━━ RECORDS SHOWN

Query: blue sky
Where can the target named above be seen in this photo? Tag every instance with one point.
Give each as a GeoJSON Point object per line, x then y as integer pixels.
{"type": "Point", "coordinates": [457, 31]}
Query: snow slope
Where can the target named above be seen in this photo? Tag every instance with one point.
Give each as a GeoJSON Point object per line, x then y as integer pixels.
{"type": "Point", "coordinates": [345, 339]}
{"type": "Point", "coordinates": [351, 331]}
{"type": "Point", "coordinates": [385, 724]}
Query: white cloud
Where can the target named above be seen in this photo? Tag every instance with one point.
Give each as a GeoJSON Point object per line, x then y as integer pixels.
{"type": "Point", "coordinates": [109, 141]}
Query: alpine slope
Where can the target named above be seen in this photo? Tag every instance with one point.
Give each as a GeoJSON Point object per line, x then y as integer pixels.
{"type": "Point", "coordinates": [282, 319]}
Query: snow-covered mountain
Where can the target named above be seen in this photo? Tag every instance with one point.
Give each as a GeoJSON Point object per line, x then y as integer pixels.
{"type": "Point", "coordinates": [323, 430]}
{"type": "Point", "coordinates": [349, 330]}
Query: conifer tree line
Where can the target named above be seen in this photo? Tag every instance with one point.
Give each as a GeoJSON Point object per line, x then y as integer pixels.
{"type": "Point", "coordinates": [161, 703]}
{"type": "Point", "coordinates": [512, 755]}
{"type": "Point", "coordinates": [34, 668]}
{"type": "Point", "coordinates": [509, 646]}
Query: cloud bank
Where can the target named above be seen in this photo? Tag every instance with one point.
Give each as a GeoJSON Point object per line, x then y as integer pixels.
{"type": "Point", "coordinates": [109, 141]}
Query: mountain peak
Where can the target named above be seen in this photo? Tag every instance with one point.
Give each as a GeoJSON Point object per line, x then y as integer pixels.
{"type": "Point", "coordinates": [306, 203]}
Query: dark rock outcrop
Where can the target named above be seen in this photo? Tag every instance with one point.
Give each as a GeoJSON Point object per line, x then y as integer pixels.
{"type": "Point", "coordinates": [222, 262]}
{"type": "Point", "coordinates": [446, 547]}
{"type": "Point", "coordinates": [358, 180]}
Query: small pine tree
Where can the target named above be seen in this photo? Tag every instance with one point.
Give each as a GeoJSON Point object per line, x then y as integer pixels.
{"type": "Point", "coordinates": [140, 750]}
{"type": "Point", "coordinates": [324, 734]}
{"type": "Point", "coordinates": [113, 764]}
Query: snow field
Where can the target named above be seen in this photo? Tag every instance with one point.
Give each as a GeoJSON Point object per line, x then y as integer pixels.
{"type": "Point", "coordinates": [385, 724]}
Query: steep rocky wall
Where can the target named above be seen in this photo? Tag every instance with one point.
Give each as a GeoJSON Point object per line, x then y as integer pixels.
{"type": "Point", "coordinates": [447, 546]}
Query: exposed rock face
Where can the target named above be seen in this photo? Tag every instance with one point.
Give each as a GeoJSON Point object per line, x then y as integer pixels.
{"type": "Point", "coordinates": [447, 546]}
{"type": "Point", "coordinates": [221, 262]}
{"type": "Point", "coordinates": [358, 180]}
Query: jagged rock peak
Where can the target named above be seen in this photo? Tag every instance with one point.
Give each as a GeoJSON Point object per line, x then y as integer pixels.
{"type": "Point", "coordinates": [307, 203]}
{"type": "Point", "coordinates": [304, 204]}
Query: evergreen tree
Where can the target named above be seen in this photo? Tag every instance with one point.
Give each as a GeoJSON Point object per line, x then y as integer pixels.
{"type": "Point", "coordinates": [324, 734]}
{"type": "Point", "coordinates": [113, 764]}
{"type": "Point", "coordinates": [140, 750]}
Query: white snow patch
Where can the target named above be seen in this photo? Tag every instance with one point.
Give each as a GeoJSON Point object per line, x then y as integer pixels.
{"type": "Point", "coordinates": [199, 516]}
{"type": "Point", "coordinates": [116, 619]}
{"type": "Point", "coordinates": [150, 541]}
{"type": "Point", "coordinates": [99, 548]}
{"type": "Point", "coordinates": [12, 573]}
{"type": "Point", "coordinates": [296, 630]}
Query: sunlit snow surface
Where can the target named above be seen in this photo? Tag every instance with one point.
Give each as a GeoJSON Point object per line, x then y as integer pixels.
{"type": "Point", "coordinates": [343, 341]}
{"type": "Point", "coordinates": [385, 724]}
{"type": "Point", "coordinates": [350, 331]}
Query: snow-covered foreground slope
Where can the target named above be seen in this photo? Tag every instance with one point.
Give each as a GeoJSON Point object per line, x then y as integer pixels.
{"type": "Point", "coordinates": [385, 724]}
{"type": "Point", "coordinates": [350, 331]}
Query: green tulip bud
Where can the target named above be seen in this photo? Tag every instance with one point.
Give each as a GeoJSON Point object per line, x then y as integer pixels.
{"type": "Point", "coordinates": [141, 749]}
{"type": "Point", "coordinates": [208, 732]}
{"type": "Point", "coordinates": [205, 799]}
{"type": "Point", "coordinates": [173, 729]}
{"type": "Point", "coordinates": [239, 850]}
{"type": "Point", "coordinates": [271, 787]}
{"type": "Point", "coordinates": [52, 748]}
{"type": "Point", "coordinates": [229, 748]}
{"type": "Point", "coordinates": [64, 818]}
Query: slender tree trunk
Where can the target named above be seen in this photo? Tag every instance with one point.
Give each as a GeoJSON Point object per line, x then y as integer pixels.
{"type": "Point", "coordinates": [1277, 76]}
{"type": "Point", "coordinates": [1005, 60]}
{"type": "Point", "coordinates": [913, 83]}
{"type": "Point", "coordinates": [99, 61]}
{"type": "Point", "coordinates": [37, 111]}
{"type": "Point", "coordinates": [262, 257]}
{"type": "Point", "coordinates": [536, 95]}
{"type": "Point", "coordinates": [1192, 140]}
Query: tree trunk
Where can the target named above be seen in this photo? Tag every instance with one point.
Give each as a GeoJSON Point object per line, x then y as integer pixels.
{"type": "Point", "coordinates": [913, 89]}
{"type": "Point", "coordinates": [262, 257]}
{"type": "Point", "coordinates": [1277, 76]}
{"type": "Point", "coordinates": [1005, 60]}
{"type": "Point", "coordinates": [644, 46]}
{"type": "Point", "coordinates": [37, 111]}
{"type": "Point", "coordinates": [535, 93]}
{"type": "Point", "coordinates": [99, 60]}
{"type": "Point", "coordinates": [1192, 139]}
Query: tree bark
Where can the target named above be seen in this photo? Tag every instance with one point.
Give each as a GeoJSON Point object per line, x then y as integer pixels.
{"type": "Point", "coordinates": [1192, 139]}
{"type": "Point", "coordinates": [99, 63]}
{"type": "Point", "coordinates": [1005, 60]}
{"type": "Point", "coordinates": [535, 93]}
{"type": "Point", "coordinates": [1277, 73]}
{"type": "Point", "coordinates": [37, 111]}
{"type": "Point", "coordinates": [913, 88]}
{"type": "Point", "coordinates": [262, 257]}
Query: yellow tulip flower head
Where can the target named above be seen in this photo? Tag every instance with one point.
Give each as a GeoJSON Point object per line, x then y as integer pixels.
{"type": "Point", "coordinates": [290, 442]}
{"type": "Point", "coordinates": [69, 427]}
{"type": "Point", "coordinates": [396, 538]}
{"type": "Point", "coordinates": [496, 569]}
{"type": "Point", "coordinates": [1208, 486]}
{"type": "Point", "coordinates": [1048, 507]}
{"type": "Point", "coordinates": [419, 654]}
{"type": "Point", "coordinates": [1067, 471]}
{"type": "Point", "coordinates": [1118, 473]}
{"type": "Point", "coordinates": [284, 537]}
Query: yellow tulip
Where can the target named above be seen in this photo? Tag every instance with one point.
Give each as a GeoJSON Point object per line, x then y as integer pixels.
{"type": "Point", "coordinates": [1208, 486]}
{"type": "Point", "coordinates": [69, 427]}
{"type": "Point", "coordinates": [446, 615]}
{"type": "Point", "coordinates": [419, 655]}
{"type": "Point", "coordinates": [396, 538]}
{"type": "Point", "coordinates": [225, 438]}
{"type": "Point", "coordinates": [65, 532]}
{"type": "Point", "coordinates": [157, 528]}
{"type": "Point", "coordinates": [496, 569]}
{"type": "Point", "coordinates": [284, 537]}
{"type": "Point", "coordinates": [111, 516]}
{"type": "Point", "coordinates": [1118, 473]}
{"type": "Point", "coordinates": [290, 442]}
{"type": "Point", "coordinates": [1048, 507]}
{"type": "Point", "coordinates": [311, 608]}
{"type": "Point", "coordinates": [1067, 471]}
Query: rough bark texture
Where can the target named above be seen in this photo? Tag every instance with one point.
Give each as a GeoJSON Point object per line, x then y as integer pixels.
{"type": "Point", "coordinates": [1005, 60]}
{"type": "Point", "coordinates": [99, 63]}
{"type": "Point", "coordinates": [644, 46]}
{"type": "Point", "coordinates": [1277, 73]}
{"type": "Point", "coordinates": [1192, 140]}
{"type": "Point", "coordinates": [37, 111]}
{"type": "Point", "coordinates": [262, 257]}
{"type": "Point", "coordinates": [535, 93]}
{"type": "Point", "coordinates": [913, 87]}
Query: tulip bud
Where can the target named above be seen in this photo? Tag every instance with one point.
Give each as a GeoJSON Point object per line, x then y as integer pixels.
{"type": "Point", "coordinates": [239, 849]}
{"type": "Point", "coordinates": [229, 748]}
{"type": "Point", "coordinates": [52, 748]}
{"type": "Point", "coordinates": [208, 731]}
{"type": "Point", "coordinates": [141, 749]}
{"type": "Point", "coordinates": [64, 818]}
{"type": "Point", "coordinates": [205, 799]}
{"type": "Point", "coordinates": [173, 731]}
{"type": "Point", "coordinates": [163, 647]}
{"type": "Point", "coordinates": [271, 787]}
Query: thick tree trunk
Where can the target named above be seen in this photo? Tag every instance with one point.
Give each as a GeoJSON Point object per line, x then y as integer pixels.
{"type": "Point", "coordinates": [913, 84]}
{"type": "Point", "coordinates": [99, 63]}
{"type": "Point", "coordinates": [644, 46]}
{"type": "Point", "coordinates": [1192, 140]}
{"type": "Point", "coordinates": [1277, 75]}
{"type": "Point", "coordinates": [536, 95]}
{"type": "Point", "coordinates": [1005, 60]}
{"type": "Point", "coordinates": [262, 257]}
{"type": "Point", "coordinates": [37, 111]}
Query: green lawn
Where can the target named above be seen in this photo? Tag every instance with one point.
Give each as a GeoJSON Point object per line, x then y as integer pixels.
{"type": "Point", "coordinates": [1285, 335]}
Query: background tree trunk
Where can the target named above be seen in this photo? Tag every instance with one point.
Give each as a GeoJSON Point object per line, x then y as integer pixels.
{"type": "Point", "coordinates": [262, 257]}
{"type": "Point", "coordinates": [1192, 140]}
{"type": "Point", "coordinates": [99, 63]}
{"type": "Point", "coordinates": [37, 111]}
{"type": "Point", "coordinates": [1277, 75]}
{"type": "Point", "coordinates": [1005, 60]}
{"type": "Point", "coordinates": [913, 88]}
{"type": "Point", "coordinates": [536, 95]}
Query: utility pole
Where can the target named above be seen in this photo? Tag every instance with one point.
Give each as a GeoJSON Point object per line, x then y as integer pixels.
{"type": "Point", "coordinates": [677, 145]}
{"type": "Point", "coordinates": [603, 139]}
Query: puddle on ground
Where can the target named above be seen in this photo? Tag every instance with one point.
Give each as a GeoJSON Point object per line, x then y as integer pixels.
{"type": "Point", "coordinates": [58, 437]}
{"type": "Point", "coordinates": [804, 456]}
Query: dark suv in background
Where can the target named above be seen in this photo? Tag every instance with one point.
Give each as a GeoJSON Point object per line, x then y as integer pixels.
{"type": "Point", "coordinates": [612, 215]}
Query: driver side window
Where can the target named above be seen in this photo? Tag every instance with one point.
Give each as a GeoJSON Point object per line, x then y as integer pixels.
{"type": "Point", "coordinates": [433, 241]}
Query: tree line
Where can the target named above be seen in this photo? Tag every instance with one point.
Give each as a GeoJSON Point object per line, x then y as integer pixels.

━━━━

Repeat word for word each line from the one with "Query: background tree trunk" to the end of the records above, inclusive.

Query: background tree trunk
Where can the target named above be seen in this photo? Tag every instance with one point.
Give each as a GeoJSON Point object per line, x then y as integer pixels.
{"type": "Point", "coordinates": [262, 257]}
{"type": "Point", "coordinates": [1192, 140]}
{"type": "Point", "coordinates": [99, 63]}
{"type": "Point", "coordinates": [37, 111]}
{"type": "Point", "coordinates": [1277, 75]}
{"type": "Point", "coordinates": [1005, 60]}
{"type": "Point", "coordinates": [913, 88]}
{"type": "Point", "coordinates": [536, 95]}
Query: utility pole
Where can the target named above be seen in this photo? Tag every instance with one point.
Give each as a GeoJSON Point object per line, x then y as integer pixels.
{"type": "Point", "coordinates": [677, 145]}
{"type": "Point", "coordinates": [603, 139]}
Query: puddle on ground
Where can the target named above be seen in this photo? Tag every instance with one point.
Give each as a GeoJSON Point object per line, x then y as integer pixels.
{"type": "Point", "coordinates": [58, 437]}
{"type": "Point", "coordinates": [804, 456]}
Query: dark suv in background
Where can the target named above be seen in this photo? Tag every instance with one point.
Give each as a GeoJSON Point object per line, x then y as integer pixels.
{"type": "Point", "coordinates": [612, 215]}
Query: driver side window
Where can the target named above be seen in this photo? Tag every instance with one point.
Give each as a GeoJSON Point object per line, x then y as integer pixels.
{"type": "Point", "coordinates": [433, 241]}
Query: tree line
Where can the target named above be seen in this photo? Tag every instance with one point.
Give each as a GeoJSON Point object per line, x then y as integer pixels.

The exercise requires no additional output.